YOUR ASSIGNMENT: According to the festival write-up below, how many takes did the Dardenne brothers sometimes ask for?

Al Pacino at the AARP Films for Grownups Film Festival, above. Elevator Repair Service, below. Photos by Iris Schneider.
It was a good week in LA for culture. The AFI Film Festival began in Hollywood on Thursday with lots of star power and free tickets to those willing to put in the time to visit and re-visit the AFI website and, tickets in hand, wait in line for a seat at the theater. Once inside, you can be treated to both major and independent films and often a talk afterward with the lead actor and/or director or screenwriter. Marion Cotillard spoke, along with the Dardenne brothers, after the screening of "Two Days, One Night." She described the rehearsal period and working with the very demanding brothers -- who sometimes asked for 70 takes -- as an extraordinary and exhilarating experience. The powerful but understated film about a working class mom seeking a way out of impending financial doom seemed so real that it felt like a documentary.
Downtown at LA Live, and somewhat under the radar, was the AARP Films for Grownups Film Festival. They had lots of stars willing to talk after the screenings, and unlike the AFI crowd, the people who asked questions at the AARP Festival were not beneath unmitigated adulation, simply asking to shake a hand or get a hug. Al Pacino, there to discuss his latest film, "The Humbling," was more than happy to oblige. The film, about an actor losing his craft, and fire, to the ravages of age, was riveting and his performance both tragic and comic, and totally without vanity as he shared the screen with a much younger Greta Gerwig.

EXTRACTED MATERIAL:
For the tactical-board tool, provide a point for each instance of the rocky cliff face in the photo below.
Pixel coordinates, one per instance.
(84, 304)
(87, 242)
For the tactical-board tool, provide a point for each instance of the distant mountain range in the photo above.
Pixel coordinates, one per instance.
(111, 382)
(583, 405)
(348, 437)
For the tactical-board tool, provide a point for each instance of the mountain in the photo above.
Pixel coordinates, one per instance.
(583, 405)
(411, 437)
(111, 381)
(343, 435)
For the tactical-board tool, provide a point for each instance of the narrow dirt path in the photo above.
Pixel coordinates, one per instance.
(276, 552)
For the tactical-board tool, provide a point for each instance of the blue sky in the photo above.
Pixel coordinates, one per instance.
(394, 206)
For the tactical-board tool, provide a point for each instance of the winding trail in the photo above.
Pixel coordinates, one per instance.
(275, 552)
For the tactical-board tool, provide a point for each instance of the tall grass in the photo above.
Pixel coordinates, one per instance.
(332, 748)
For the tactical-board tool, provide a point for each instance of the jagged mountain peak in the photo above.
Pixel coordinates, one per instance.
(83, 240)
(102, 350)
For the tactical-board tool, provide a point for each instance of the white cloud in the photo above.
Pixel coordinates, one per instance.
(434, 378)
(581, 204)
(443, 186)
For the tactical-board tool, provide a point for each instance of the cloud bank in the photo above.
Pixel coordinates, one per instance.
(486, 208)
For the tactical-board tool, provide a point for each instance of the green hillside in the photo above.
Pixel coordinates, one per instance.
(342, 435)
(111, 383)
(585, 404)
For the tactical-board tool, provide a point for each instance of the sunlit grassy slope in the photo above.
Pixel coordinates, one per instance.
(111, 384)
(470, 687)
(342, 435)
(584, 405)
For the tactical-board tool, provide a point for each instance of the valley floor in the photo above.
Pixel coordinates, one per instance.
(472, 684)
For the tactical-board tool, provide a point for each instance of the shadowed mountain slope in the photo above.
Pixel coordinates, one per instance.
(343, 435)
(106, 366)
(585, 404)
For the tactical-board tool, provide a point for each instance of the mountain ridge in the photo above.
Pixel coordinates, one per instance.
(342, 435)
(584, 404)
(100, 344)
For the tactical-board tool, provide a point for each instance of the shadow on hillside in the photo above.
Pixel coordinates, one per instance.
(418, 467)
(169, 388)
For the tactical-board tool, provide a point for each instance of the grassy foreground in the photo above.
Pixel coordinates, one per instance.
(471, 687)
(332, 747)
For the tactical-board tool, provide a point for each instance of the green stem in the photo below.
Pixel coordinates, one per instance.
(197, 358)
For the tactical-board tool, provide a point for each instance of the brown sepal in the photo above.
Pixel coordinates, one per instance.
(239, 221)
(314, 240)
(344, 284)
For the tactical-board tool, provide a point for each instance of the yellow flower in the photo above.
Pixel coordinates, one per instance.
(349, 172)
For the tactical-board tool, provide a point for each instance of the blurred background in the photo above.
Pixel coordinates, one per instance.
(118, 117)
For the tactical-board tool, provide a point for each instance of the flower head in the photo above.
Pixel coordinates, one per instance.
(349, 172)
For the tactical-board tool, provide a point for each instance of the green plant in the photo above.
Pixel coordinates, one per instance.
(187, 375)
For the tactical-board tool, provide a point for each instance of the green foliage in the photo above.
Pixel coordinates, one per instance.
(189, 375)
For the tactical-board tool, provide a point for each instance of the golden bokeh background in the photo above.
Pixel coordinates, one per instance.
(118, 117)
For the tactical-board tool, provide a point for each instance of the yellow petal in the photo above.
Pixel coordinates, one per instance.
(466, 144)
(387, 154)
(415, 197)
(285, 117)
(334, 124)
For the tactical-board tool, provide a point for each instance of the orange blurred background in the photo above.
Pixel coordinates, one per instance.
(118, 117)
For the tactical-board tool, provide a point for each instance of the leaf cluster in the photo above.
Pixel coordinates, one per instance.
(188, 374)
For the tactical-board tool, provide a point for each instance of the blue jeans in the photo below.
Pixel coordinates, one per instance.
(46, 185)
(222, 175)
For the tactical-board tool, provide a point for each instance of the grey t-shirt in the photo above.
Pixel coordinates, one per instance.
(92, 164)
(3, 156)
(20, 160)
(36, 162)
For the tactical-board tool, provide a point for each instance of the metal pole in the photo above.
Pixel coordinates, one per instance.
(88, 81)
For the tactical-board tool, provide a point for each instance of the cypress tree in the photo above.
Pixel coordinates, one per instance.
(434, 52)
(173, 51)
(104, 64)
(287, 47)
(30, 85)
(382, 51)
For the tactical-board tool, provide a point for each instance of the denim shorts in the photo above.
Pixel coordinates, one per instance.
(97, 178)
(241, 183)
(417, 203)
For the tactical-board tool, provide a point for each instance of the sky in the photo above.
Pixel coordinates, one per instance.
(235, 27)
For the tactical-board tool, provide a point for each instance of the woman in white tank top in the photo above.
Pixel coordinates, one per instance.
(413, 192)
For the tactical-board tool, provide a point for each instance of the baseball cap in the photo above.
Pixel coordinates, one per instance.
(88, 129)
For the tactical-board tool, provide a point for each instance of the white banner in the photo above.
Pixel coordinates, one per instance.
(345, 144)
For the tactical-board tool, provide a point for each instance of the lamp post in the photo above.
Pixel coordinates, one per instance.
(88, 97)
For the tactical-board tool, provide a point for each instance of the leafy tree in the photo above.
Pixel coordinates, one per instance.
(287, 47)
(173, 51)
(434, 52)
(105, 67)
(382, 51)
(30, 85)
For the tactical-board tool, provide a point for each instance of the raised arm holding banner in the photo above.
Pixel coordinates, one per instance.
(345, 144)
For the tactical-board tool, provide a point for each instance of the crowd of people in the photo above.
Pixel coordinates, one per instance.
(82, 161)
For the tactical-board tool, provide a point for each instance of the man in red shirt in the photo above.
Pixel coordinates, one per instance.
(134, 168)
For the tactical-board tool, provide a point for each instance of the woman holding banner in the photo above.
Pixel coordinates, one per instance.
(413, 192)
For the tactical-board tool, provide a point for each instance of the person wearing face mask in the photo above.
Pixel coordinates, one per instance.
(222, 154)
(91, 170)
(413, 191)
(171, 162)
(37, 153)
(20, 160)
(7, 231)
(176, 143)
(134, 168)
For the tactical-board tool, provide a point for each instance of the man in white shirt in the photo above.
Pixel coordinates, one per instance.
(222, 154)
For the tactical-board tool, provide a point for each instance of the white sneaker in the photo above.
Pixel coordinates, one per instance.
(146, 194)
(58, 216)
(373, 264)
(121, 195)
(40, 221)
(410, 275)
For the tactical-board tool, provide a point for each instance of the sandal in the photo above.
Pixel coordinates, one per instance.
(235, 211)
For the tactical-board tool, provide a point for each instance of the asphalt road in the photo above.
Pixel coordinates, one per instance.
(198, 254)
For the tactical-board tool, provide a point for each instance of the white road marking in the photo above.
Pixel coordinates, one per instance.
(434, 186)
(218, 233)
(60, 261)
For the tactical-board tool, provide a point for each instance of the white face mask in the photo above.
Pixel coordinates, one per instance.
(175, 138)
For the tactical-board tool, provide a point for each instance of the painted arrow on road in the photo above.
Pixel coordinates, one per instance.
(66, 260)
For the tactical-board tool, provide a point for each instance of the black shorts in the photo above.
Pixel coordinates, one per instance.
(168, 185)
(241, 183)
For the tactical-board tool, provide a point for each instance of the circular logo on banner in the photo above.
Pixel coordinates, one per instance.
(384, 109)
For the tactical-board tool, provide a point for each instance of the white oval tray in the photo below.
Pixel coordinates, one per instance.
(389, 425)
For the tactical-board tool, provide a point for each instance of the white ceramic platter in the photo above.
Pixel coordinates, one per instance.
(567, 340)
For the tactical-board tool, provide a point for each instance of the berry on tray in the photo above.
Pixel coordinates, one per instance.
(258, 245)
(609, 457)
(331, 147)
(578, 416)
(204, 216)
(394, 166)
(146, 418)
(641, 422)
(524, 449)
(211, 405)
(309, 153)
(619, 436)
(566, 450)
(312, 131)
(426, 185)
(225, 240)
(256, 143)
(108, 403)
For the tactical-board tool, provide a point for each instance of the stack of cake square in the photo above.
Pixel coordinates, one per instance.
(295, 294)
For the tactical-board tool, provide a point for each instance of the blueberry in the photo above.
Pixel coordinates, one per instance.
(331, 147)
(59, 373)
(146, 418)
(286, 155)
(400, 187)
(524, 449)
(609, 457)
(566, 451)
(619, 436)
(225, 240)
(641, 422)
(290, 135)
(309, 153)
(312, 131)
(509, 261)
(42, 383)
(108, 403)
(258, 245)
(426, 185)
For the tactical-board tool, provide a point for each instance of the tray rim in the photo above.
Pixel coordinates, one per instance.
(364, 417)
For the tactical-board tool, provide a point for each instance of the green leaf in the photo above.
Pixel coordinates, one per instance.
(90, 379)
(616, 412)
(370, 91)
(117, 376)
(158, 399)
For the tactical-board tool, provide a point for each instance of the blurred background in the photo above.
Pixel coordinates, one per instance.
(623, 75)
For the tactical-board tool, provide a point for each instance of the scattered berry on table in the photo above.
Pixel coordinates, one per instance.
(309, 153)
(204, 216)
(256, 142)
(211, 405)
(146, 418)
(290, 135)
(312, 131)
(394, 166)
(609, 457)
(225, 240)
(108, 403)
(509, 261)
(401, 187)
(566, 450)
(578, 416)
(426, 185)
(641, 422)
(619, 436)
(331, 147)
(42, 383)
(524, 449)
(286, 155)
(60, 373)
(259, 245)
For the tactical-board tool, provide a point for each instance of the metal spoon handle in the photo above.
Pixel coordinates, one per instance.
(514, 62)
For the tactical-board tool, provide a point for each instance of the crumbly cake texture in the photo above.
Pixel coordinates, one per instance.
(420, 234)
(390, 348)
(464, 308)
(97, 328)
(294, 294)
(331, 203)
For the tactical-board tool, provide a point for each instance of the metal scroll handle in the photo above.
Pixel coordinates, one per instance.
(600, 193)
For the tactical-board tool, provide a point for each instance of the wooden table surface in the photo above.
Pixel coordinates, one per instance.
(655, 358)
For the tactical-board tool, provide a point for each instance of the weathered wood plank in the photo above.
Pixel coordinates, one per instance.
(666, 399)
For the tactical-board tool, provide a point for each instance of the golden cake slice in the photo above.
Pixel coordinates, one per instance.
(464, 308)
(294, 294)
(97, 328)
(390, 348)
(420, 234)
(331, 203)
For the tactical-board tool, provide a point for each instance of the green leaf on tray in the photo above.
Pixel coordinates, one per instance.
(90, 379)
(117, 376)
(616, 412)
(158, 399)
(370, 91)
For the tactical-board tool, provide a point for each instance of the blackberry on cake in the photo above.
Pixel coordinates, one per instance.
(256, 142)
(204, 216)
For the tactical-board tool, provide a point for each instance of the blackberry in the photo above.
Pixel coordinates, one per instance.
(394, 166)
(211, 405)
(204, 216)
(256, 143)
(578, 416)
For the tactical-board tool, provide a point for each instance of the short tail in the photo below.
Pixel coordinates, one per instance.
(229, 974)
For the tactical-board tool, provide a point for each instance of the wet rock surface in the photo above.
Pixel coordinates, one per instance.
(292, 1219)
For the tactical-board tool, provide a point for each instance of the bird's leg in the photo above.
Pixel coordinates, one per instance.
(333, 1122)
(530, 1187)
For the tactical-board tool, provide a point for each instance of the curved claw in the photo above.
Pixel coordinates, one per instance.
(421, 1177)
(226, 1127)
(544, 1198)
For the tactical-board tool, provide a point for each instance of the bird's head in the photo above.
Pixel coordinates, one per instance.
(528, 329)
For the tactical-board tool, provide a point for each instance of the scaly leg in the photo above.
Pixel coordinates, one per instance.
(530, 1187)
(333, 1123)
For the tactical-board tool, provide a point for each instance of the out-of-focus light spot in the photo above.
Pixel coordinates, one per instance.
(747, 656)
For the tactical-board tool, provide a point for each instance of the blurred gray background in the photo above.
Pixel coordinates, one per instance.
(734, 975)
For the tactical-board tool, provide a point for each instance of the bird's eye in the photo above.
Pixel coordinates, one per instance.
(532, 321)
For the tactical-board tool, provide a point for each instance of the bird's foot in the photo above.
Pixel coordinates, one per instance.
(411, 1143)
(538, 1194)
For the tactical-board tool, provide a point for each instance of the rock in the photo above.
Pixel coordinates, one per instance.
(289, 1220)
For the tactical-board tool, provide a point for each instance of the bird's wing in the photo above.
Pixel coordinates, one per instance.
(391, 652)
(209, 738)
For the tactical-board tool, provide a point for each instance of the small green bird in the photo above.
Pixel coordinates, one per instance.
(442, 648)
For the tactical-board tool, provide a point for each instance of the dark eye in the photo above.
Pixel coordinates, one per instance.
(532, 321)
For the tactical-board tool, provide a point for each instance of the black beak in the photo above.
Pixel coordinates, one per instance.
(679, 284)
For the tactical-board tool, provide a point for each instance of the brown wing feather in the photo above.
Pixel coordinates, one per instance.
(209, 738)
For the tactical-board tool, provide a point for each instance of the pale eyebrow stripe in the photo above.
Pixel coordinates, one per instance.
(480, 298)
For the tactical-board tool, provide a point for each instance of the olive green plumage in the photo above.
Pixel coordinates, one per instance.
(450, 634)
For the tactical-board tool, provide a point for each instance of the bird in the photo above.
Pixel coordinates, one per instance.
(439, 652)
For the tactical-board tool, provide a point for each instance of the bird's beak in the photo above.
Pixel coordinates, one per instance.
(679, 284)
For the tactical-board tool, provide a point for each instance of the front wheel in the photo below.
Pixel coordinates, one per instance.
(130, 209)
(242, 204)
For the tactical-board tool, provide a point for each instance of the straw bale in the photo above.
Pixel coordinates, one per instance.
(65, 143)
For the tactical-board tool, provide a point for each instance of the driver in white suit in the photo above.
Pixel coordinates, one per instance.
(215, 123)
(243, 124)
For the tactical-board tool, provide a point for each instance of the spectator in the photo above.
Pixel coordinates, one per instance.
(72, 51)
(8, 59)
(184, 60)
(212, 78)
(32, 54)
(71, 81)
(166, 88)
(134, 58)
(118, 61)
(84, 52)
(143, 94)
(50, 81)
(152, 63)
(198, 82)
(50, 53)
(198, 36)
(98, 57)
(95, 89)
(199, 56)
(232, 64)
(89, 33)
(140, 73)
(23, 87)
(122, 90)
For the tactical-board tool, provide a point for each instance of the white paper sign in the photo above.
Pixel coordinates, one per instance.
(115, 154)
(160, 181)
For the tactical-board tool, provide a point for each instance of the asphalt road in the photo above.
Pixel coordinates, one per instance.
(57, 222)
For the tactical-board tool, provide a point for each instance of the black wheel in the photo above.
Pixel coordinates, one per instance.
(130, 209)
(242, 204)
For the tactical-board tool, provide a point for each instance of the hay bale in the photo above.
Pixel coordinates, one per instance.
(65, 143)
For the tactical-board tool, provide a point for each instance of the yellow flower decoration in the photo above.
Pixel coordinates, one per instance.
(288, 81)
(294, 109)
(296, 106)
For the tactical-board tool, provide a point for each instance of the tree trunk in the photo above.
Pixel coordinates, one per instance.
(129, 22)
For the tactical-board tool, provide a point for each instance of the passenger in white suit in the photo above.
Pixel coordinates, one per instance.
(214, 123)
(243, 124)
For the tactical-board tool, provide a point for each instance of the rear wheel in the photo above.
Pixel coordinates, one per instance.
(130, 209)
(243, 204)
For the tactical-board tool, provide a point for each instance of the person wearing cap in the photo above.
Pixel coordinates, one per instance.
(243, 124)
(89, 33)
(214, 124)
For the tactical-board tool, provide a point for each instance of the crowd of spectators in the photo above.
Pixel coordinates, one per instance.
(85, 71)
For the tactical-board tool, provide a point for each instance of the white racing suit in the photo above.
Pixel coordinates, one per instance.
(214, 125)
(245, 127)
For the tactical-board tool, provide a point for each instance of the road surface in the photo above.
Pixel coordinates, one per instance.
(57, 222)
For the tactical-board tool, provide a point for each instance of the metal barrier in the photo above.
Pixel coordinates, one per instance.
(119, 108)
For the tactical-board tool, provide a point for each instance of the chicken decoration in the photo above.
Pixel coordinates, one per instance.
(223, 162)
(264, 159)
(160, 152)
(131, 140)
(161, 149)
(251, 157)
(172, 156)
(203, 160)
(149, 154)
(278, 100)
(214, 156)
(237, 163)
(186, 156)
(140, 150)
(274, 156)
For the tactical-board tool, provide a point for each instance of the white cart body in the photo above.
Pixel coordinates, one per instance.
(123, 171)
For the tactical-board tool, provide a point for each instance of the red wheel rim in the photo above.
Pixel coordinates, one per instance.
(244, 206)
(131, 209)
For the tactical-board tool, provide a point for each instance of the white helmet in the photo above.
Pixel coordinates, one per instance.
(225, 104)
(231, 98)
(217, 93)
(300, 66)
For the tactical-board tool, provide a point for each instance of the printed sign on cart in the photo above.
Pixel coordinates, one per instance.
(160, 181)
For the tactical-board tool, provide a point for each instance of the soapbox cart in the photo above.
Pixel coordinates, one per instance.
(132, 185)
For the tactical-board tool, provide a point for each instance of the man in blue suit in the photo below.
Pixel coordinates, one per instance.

OUTPUT: As many as 70 takes.